• [WHAT TO DO] From the entries below, output the line with "box: [152, 121, 260, 148]" and each following line up to and including the line with "box: [138, 56, 145, 67]", exactly as written.

• [Saved data entries]
^^^^^^^^

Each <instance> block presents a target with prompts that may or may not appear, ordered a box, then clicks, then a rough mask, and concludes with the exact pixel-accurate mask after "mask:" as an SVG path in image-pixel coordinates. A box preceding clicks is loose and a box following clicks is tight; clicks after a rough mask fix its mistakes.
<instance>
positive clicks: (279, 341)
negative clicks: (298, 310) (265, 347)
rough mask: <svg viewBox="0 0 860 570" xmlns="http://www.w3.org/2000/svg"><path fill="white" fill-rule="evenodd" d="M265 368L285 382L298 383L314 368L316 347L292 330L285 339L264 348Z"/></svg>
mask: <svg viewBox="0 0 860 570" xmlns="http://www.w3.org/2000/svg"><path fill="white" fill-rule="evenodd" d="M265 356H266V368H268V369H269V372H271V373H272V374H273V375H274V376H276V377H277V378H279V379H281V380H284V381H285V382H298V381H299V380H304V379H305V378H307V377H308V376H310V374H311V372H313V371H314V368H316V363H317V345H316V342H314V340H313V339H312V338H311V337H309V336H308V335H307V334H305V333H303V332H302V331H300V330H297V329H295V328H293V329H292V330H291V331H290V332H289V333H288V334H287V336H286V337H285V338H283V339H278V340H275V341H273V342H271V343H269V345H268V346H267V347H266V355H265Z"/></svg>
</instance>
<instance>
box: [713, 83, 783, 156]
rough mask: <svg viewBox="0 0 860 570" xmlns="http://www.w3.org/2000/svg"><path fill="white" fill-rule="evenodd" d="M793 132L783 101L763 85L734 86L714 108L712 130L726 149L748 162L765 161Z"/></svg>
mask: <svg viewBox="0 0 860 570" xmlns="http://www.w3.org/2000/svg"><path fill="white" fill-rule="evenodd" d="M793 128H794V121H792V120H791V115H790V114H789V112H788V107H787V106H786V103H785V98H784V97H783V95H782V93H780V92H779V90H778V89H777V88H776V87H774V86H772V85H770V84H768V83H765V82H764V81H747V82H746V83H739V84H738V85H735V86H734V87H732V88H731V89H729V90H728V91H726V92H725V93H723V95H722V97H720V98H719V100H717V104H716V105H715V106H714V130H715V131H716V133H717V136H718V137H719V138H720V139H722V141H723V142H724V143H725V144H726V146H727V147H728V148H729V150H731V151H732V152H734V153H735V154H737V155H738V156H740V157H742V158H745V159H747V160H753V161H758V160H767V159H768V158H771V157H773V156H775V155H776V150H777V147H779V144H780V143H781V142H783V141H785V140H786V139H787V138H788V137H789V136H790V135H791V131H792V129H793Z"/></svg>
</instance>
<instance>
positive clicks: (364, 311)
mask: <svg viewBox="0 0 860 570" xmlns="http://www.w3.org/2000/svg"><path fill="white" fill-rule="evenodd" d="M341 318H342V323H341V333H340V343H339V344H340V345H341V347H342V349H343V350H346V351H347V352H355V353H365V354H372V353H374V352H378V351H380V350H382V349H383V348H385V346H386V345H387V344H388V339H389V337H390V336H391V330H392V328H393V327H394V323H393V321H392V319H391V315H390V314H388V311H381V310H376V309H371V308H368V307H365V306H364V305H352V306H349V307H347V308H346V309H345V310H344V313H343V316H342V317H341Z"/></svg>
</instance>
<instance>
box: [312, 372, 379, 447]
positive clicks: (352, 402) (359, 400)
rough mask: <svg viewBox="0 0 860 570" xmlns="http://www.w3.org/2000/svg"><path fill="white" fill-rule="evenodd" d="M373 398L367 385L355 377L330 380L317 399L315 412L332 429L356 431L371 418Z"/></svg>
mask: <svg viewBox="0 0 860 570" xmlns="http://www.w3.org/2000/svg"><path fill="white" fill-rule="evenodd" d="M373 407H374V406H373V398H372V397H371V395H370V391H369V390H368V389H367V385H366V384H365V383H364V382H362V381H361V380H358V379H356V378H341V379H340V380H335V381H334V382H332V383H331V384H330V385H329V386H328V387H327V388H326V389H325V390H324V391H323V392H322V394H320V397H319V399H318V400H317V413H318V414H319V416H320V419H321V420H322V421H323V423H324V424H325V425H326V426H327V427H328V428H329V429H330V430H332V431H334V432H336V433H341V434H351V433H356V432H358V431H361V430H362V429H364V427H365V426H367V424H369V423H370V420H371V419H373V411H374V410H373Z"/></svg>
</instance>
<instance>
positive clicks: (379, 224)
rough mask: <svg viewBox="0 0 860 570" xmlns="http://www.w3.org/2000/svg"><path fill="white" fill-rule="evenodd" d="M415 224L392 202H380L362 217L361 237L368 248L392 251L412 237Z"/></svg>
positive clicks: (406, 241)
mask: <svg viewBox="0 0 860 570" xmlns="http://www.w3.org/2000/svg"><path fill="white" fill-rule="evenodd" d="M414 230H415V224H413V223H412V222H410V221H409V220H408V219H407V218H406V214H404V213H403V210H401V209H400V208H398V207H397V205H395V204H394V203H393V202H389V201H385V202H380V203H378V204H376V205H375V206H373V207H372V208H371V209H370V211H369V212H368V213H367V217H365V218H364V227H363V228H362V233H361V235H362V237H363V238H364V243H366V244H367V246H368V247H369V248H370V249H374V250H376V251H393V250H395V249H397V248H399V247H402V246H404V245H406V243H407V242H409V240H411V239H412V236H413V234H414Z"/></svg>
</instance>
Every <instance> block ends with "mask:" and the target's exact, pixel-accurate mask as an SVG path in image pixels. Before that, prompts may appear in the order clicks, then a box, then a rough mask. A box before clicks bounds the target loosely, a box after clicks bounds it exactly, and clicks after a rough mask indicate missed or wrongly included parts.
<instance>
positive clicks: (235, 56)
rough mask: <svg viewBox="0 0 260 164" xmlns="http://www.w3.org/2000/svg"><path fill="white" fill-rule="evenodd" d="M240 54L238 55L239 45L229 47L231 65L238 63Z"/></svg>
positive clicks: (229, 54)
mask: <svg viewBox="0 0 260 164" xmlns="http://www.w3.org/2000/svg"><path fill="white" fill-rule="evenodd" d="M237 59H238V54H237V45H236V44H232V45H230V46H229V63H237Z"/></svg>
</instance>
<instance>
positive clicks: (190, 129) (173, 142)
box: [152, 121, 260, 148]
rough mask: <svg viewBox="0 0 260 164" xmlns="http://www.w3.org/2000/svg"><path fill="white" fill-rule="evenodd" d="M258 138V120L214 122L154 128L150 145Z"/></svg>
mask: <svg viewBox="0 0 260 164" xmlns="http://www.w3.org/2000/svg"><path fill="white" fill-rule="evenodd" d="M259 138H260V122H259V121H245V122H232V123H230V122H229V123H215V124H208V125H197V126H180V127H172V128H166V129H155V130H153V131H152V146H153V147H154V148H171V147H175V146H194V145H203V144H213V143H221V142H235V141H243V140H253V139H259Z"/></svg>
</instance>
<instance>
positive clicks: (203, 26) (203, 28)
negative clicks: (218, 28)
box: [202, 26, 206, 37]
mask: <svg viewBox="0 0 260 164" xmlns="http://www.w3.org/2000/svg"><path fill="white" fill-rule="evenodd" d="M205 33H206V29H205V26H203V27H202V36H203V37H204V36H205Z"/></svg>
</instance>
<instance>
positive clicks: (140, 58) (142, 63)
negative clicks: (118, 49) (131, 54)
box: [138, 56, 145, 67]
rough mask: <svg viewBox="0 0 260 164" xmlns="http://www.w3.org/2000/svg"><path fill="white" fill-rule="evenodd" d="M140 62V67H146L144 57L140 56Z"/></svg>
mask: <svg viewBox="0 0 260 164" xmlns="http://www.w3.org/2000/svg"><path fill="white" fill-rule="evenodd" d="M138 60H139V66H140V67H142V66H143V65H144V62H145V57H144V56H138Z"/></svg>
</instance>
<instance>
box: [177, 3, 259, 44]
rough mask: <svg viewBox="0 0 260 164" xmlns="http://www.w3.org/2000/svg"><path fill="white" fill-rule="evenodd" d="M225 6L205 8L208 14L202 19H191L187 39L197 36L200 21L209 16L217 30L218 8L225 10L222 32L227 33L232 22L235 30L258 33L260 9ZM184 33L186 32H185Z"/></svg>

^^^^^^^^

• [YOUR SOLUTION]
box: [152, 121, 260, 148]
rough mask: <svg viewBox="0 0 260 164" xmlns="http://www.w3.org/2000/svg"><path fill="white" fill-rule="evenodd" d="M258 138V120L214 122L154 128L150 145Z"/></svg>
mask: <svg viewBox="0 0 260 164" xmlns="http://www.w3.org/2000/svg"><path fill="white" fill-rule="evenodd" d="M259 138H260V122H259V121H245V122H232V123H230V122H229V123H215V124H208V125H197V126H180V127H172V128H166V129H155V130H153V131H152V146H153V147H154V148H171V147H175V146H194V145H203V144H213V143H221V142H235V141H243V140H253V139H259Z"/></svg>
</instance>
<instance>
positive clicks: (203, 26) (203, 28)
negative clicks: (218, 28)
box: [202, 26, 206, 37]
mask: <svg viewBox="0 0 260 164" xmlns="http://www.w3.org/2000/svg"><path fill="white" fill-rule="evenodd" d="M205 33H206V29H205V26H203V27H202V36H203V37H204V36H205Z"/></svg>
</instance>
<instance>
positive clicks: (140, 58) (142, 63)
negative clicks: (118, 49) (131, 54)
box: [138, 56, 145, 67]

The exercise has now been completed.